Return each record verbatim, images excluded.

THE DATA →
::::::
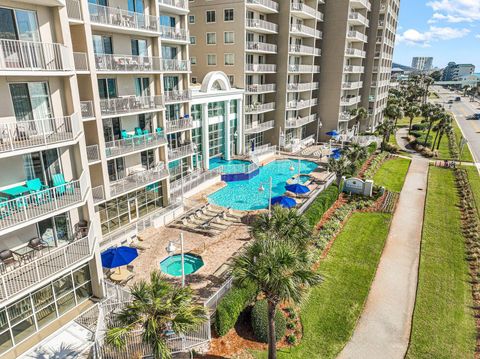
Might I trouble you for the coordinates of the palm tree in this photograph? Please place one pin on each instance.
(157, 307)
(283, 224)
(411, 112)
(279, 271)
(340, 167)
::::::
TASK ANSWER →
Might I trouble you for the coordinates of the palm tree in this photograph? Please place one pin on each instance.
(157, 307)
(283, 224)
(411, 112)
(279, 271)
(340, 167)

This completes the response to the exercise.